▶ **SET PROBLEM**: Please set out the records below as a numbered list, leaving out any blank lines.

▶ **RECORDED INFORMATION**:
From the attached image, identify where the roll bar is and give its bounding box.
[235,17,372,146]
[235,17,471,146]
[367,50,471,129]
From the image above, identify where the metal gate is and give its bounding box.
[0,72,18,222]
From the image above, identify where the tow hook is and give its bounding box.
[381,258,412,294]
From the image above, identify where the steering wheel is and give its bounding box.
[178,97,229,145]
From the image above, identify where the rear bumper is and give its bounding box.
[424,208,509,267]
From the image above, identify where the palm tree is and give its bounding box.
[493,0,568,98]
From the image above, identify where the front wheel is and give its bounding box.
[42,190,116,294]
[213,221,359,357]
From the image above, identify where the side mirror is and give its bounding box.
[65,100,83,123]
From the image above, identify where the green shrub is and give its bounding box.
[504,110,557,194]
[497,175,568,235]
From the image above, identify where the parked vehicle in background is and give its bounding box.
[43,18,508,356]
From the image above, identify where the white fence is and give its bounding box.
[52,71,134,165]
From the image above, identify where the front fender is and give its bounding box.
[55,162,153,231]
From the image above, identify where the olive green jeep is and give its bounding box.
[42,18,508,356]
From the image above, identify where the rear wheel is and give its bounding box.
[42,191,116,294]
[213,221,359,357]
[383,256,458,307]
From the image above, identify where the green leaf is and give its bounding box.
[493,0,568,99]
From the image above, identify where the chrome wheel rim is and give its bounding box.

▶ **FINISHED TASK**:
1. From the attached image, identify where the roll bar is and give its bounding box.
2. [235,17,372,146]
3. [235,17,471,146]
4. [367,50,471,129]
5. From the image above, identify where the metal gate is and give its bounding box.
6. [0,72,18,222]
7. From the image above, identify where the tow hook is and give its bounding box.
8. [381,258,412,294]
9. From the image above, identify where the steering wheel is and give its bounding box.
10. [178,97,229,145]
11. From the image above, identify where the rear bumper is and give its bounding box.
12. [424,208,509,267]
13. From the image above, identify where the palm tree is and give its bounding box.
14. [493,0,568,98]
15. From the image above, identify where the front wheel is and give its bounding box.
16. [42,190,116,294]
17. [213,221,359,357]
18. From the image above, identify where the side mirror is and give its bounding box.
19. [65,100,83,123]
20. From the image above, identify where the green shrub is and give its bounding box.
21. [504,110,557,194]
22. [497,175,568,235]
23. From the image above, identify where the parked vehicle in background is and give its bounding box.
24. [43,18,508,356]
25. From the image above, identify where the white fence is and give its bounding box.
26. [52,71,134,165]
27. From the image above, identify where the front fender is and give its bounding box.
28. [55,162,153,231]
29. From the image above, identify where the olive green jeep is and give its bounding box.
30. [42,18,508,356]
31. From the image above, identify where the rear wheel is and give its bounding box.
32. [42,191,116,294]
33. [213,221,359,357]
34. [383,256,458,307]
35. From the image above, identify where the green leaf is and give its bounding box.
36. [493,0,568,99]
37. From the image above, identify where the chrome wheel rim is and give its bounding box.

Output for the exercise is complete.